#### What this task involves:
Retype every entry below without any change.

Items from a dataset
- Opening Delimiter -

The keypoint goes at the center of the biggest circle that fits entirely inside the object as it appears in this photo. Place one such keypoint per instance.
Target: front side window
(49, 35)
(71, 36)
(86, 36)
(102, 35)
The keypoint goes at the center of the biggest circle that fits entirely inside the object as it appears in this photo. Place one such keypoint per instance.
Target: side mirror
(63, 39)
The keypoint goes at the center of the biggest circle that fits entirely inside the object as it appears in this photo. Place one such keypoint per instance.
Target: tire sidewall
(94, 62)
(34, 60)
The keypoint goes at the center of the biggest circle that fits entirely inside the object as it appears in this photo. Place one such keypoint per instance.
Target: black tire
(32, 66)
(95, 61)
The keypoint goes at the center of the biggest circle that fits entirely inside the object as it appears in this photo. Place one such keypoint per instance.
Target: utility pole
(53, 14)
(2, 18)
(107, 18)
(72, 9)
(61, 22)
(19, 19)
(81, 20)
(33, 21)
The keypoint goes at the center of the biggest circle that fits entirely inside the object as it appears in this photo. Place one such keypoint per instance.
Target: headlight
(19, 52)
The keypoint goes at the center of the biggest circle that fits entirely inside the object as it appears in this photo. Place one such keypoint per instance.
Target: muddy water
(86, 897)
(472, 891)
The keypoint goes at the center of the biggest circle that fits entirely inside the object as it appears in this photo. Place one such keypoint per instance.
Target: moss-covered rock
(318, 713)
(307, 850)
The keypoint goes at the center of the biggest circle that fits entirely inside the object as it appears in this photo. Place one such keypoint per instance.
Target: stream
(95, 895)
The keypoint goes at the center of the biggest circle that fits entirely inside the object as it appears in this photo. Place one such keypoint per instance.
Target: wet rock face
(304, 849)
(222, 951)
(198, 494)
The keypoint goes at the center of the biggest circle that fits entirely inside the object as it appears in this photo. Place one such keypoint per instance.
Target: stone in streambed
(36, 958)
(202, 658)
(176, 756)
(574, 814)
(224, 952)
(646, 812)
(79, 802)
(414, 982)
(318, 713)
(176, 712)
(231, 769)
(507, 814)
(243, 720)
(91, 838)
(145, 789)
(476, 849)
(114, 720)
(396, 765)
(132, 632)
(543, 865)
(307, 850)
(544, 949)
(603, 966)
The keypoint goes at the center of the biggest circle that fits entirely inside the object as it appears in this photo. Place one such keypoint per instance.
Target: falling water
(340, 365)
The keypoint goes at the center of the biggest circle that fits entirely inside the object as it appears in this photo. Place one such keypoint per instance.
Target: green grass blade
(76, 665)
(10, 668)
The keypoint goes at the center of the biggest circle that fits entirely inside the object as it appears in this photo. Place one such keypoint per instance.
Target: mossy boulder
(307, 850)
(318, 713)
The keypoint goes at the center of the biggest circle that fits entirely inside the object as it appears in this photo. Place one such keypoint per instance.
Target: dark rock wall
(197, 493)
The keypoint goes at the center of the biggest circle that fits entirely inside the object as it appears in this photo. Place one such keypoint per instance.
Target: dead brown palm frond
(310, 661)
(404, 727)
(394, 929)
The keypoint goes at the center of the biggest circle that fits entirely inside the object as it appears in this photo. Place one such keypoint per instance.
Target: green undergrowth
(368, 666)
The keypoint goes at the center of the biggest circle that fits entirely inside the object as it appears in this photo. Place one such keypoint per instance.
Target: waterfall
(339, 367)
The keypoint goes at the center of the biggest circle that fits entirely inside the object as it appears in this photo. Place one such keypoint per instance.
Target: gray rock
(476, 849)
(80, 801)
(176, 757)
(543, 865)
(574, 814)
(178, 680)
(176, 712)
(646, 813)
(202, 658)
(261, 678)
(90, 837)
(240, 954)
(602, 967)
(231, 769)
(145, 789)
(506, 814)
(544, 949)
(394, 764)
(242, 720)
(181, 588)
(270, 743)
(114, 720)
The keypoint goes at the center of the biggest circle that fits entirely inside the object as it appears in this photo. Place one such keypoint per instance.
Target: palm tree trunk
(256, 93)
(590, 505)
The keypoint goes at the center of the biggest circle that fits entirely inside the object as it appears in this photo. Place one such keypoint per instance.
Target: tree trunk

- Closing Delimiter -

#### Reply to the exercise:
The keypoint goes at the center of the biggest circle that fits entirely inside the object as it appears in this photo. Place one such keypoint per instance.
Target: front side window
(49, 35)
(71, 36)
(86, 36)
(102, 35)
The keypoint goes at the center of the biggest circle that fits entirely inside the object as it appears in this photo. Place one such keypoint per instance.
Target: side mirror
(63, 39)
The keypoint goes at the center of the biggest circle that fits entirely inside the object as it appears in this photo. Place one such keypoint per instance.
Target: tire sidewall
(94, 62)
(34, 60)
The keypoint goes at the center of the biggest circle that fits entirely inside the object as it appears in this photo. Place one such keypoint per instance.
Target: black tire
(32, 66)
(95, 61)
The keypoint goes at the center of the biggest circle that fits entirely inside the object as it appears in this photo. Place one such keypoint per instance.
Target: utility pole
(53, 14)
(2, 18)
(107, 18)
(72, 9)
(61, 22)
(19, 19)
(81, 20)
(33, 21)
The keypoint goes at the center of the biggest circle that fits entirely inside the object as it appears in this photo. Place one such keypoint per instance.
Target: headlight
(19, 52)
The keypoint goes at the center of the biggest circle that fits entirely inside the object as it appears in this photo. Place one such keypoint per instance.
Target: muddy water
(86, 897)
(472, 891)
The keypoint goes at the center of the biggest circle that fits entirely inside the object as it appears in this photo. Place one such keypoint per instance.
Target: moss-covered rock
(318, 713)
(307, 850)
The keypoint goes at the center of the biggest circle that fits entirely inside the object as it appears in this photo. Place one such keypoint per instance.
Target: stream
(95, 895)
The keypoint goes at the center of the biggest circle that fits entirely inside the object as it appears in this photo. Place one such keypoint per instance.
Target: wet rock face
(304, 849)
(222, 951)
(198, 494)
The keypoint goes at the center of the biggest circle that fits entirely inside the object as it appears in this photo. Place one such keypoint per instance.
Target: stone in streambed
(36, 958)
(202, 658)
(176, 756)
(574, 814)
(224, 952)
(646, 812)
(79, 802)
(414, 982)
(318, 713)
(176, 712)
(231, 769)
(507, 814)
(243, 720)
(91, 838)
(145, 789)
(476, 849)
(114, 720)
(396, 765)
(132, 632)
(543, 865)
(307, 850)
(544, 949)
(603, 966)
The keypoint goes at the center of the biggest circle that fits entirely inside the object as it appears in this photo. Place one such keypoint per instance.
Target: falling water
(340, 365)
The keypoint goes at the center of the biggest circle that fits entirely inside the object as it appears in this photo. Place one such keypoint per instance.
Target: green grass blade
(76, 665)
(10, 668)
The keypoint goes at the center of the biggest circle that fits entirely inside the object as it appears in this photo. Place one such keypoint per instance.
Target: mossy boulder
(307, 850)
(318, 713)
The keypoint goes at the center of the biggest circle that fits entirely inside the object as it appears in this photo. Place one such keypoint per instance.
Target: dark rock wall
(197, 493)
The keypoint goes at the center of the biggest circle that fits entirely inside the object as it appears in this photo. Place one such keypoint per instance.
Target: dead brown palm frond
(310, 661)
(404, 727)
(394, 929)
The keypoint goes at the center of the biggest circle that fits entirely inside the object as it appears in this photo. Place one such keypoint per instance.
Target: green undergrowth
(368, 666)
The keypoint goes at the center of the biggest circle that fits entirely inside the object as it appears in this photo. Place one such keypoint per instance.
Target: waterfall
(339, 367)
The keypoint goes at the center of the biggest circle that fits entirely inside the object as it appears in this photo. Place one such keypoint per instance.
Target: gray rock
(476, 849)
(80, 801)
(176, 757)
(543, 865)
(574, 814)
(178, 680)
(176, 712)
(646, 813)
(202, 658)
(261, 678)
(90, 837)
(240, 954)
(602, 967)
(231, 769)
(145, 789)
(506, 814)
(544, 949)
(394, 764)
(242, 720)
(181, 588)
(270, 743)
(114, 720)
The keypoint goes at the center of the biggest circle that fits entirely inside the object as it appears in this photo. Place one such keypoint per instance.
Target: palm tree trunk
(256, 93)
(590, 505)
The keypoint goes at the center of the biggest circle that fits entirely inside the object as it appears in this photo. Place one such keypoint per instance.
Target: tree trunk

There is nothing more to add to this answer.